__Exercise description__:
Nothing may be left out of the listing below but its images; repeat the rest exactly.

__The data__:

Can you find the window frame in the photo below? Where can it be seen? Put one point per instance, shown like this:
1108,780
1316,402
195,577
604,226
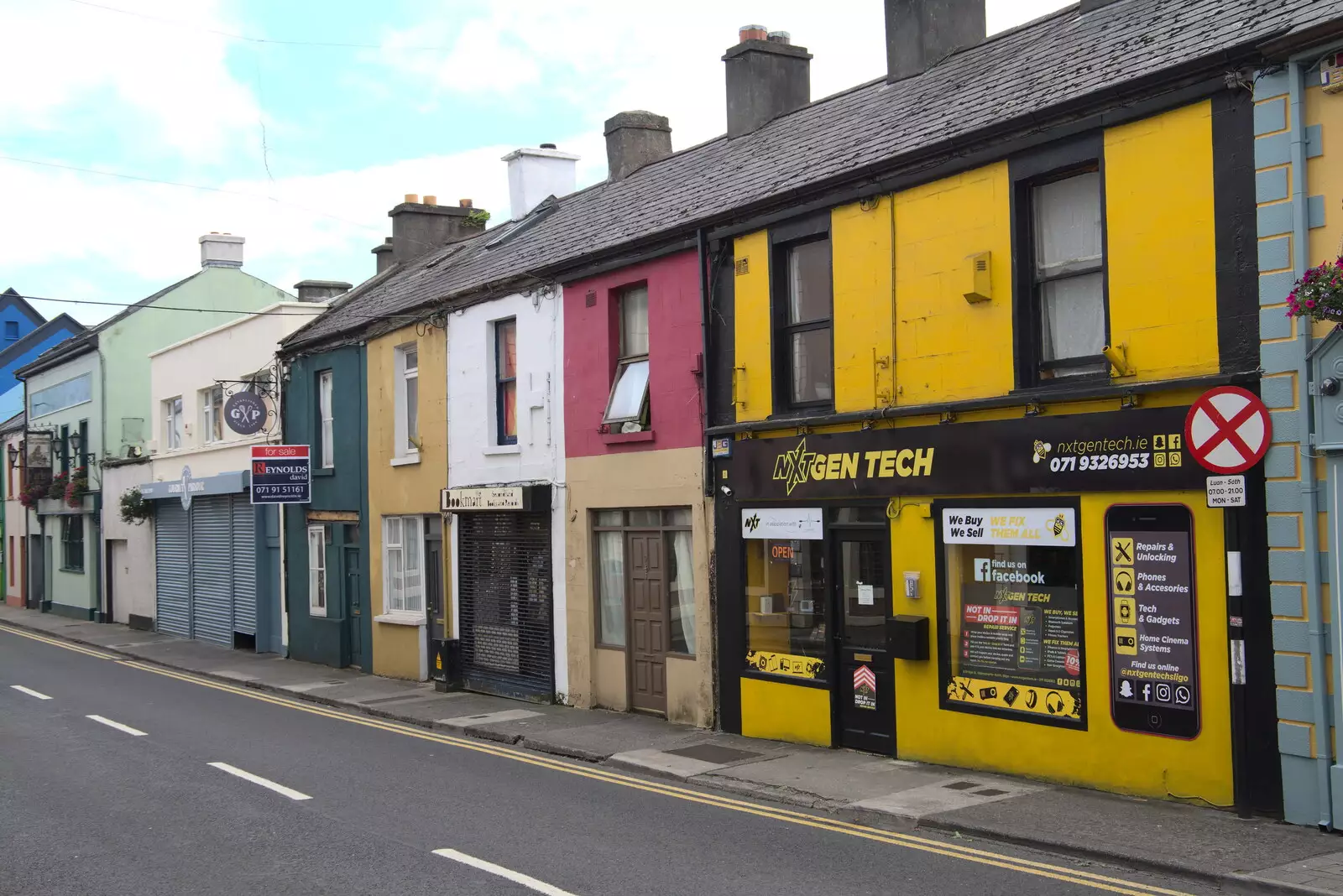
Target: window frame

__Finished exercise__:
Can you find the window frame in the photo below? Where can it be seen? Put one point per instance, shown like this:
1108,780
1316,402
195,577
604,226
Target: window frame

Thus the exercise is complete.